> INPUT FOR THIS TASK
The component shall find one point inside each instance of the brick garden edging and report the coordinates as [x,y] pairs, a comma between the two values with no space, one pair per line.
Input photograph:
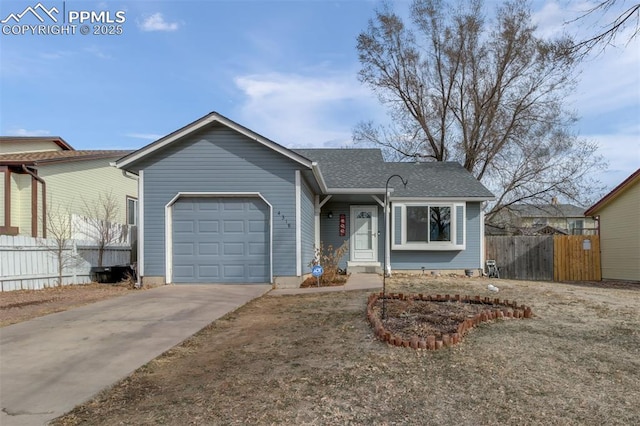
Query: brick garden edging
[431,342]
---
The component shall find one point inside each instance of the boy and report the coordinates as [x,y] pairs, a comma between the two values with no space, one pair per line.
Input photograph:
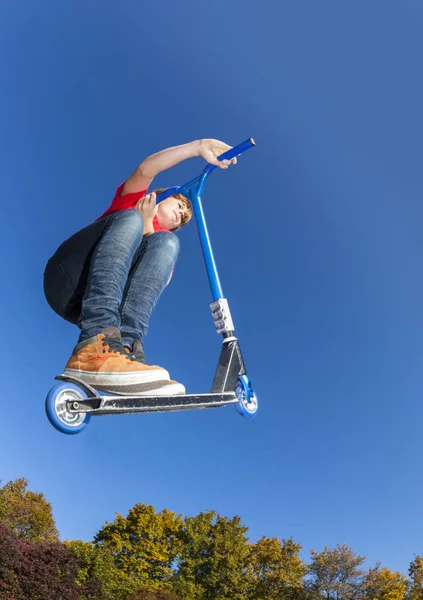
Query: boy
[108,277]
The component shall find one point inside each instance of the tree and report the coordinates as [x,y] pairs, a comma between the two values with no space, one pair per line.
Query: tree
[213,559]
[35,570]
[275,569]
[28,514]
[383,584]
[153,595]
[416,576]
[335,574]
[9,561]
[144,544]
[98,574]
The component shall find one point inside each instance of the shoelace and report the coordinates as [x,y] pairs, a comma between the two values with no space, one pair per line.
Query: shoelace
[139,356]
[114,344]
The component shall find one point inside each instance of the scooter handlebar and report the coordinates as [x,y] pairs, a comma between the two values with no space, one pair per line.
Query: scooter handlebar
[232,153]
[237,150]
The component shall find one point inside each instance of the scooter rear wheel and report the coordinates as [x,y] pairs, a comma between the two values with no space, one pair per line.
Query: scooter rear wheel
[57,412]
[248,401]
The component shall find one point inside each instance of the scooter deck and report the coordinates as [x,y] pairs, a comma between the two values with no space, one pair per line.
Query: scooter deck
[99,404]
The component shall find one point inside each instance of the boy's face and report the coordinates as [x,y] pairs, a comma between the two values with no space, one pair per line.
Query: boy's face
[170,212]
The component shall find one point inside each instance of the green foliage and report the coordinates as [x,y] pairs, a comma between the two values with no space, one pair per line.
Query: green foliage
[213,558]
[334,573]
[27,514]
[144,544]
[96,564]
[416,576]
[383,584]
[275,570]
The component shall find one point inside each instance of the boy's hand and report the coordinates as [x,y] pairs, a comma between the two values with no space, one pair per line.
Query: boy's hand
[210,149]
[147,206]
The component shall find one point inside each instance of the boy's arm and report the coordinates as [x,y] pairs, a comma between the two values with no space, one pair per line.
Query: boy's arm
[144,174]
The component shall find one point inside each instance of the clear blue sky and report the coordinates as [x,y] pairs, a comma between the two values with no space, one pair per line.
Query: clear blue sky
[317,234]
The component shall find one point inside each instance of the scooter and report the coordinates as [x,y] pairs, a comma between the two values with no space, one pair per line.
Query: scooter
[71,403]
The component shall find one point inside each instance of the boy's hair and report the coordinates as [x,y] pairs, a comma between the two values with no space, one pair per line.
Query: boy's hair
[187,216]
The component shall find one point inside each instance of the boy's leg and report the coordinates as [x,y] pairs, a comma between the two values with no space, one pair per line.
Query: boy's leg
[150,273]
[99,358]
...
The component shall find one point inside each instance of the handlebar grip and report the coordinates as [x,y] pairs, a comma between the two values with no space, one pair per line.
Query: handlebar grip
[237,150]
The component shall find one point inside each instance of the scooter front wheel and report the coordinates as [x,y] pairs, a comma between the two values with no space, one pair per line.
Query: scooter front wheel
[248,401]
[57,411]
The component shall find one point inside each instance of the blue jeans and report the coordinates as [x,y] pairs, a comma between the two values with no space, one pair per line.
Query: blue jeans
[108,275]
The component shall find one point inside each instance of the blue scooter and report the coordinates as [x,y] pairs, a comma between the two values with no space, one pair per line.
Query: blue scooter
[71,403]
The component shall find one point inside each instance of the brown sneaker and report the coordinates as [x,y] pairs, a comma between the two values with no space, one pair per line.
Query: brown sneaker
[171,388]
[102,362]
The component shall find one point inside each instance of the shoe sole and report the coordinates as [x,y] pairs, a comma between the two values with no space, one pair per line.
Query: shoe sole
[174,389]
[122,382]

> PROBLEM
The required answer is the run of lines above, starting at the line with "Query: scooter handlebar" and ending at the line with "the scooter deck", reproduced exactly with both ends.

> EXERCISE OUTPUT
Query: scooter handlebar
[232,153]
[237,150]
The component shall find one point inside each instance of the scooter rear wheel and report the coordinates as [x,y] pairs, a comma between the two values with no space, one pair per line.
Query: scooter rear wheel
[57,412]
[248,401]
The component shall find one point inside each instance of the scooter deck and report the coordinates as [x,y] pairs, a comma between the two values with no space, one pair per line.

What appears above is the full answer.